### PAGE EXTRACT ###

Sunday, October 8, 2017

France medical brain drain: why are so many doctors leaving for Israel?

Via The Jerusalem Post:
Michel Alimi says he was shopping at the Hyper Cacher kosher supermarket just a couple of hours before  an Islamist struck on January 9, 2015, shooting four Jews dead and holding 16 hostage before being killed by French police. Now, he, his wife and one of his daughters are moving to Israel.

The 62-year-old general practitioner says the attack, coming after other bloody instances of anti-Jewish violence by French Muslims, has sparked a wave of departures to Israel, including about 50 families from his own neighborhood of Saint-Mandé, on the edge of Paris. (...)

But it’s not just the dangers of Paris life that have motivated hundreds of Jewish medical professionals to join thousands of other French Jews in moving to Israel. It’s also a slew of recent rule changes by Israeli authorities that will make the transition easier for people like him and daughter Aurelia, a 33-year-old pediatrician who specializes in pediatric oncology, who are preparing, or considering, aliya, according to Israeli officials in France and Israel.

### EXTRACTED DATA ###

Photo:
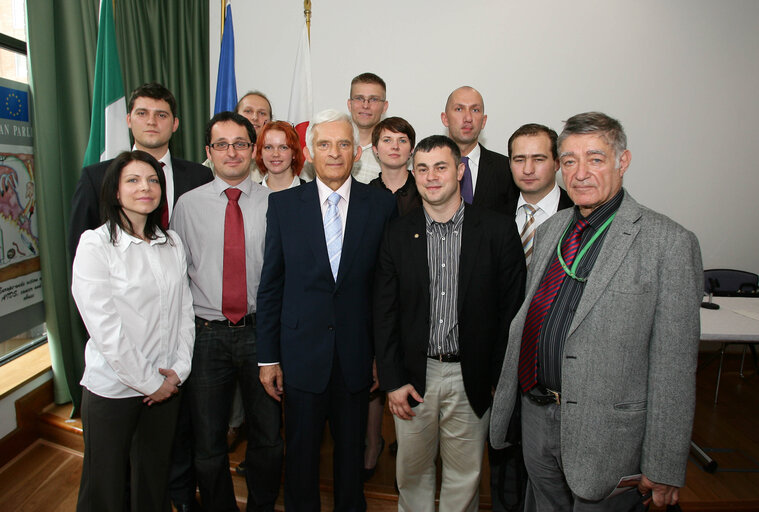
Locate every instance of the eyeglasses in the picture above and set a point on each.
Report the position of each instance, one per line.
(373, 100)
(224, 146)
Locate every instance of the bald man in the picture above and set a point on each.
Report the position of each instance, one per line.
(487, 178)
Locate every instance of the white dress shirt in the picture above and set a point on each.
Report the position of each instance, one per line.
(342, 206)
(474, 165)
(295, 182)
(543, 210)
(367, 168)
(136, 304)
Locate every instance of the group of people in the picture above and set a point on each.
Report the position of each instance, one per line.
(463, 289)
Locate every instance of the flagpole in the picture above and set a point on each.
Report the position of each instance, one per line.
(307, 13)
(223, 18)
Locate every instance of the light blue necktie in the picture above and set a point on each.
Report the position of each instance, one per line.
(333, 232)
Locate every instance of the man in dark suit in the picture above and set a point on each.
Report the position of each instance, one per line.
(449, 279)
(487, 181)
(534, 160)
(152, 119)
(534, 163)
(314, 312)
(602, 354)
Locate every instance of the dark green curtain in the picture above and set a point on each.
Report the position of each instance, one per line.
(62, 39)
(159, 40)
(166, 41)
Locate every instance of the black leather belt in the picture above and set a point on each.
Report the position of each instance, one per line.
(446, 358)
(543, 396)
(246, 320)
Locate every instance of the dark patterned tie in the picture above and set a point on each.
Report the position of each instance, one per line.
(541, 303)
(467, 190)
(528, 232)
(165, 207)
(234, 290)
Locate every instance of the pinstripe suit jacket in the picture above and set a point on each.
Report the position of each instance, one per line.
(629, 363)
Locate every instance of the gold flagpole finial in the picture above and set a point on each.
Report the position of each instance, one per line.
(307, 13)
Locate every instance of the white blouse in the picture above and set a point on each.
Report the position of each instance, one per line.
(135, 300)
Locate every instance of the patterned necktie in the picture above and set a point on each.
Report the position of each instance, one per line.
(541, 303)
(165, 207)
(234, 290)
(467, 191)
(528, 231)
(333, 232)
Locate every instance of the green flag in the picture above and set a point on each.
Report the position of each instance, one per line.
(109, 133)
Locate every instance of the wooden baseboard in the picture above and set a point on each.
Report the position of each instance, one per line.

###
### EXTRACTED DATA ###

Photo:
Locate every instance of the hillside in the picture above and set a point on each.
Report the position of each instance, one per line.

###

• [EXPLORE THE MATERIAL]:
1: Translate this sentence from the article on French doctors moving to Israel into Spanish: "Now, he, his wife and one of his daughters are moving to Israel."
2: According to the article on French doctors moving to Israel, about how many families from Michel Alimi's neighborhood of Saint-Mandé have left for Israel?
3: Go on with the article on French doctors moving to Israel, starting right after its last sentence.

• [ANSWER SECTION]:
1: Ahora, él, su esposa y una de sus hijas se mudan a Israel.

2: About 50 families.

3:
France is recognized as having among the highest standards of medical care in the world, and there are thousands of Jewish doctors there, including many who have held prominent positions. André Lichwitz was Charles de Gaulle’s personal physician and Prof. Pierre Aboulker performed the French president’s prostate operation.

Dr. José Aboulker, a relative of Pierre, was a World War II hero who infiltrated Nazi occupied France as a secret agent and later headed the emergency medical unit that followed de Gaulle when he was targeted for assassination. (...)

Yet, immigration by French-trained medical professionals to Israel has long been problematic because of difficulties in getting their credentials recognized. Many French Jewish doctors have long alleged that the hurdles were placed by organizations of Israeli doctors to discourage competition.

Israeli officials say this is no longer a problem.

Ariel Kandel, former head of the Jewish Agency in France, is now director general of Qualita, a Jerusalem-based group aimed at smoothing the arrival in Israel for French Jews. (...)

Official Israeli figures show that 1,166 French medical professionals have made aliya since 2012. Among them are 340 doctors, as well as dentists, pharmacists, optometrists and other medical and paramedical specialists. The only countries from which more medical professionals arrived during the same period were Russia with 1,776 and strife-torn Ukraine with 1,186. By comparison, the United States, which has the Diaspora’s largest community, contributed 668 medical professionals.